— START LISTED RECORDS —

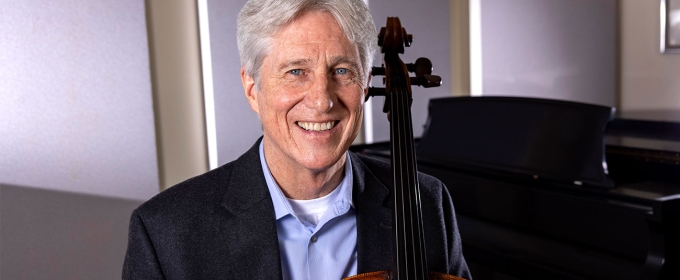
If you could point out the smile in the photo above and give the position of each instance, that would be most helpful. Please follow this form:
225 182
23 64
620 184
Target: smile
310 126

— END LISTED RECORDS —

WRITTEN PROBLEM: Extract every line of the rows above that contains the string "smile". Letter case counts when matching.

WRITTEN REPLY:
If you could point out the smile in the photo above and give the position of each instance, that would be most helpful. Please follow this form:
Target: smile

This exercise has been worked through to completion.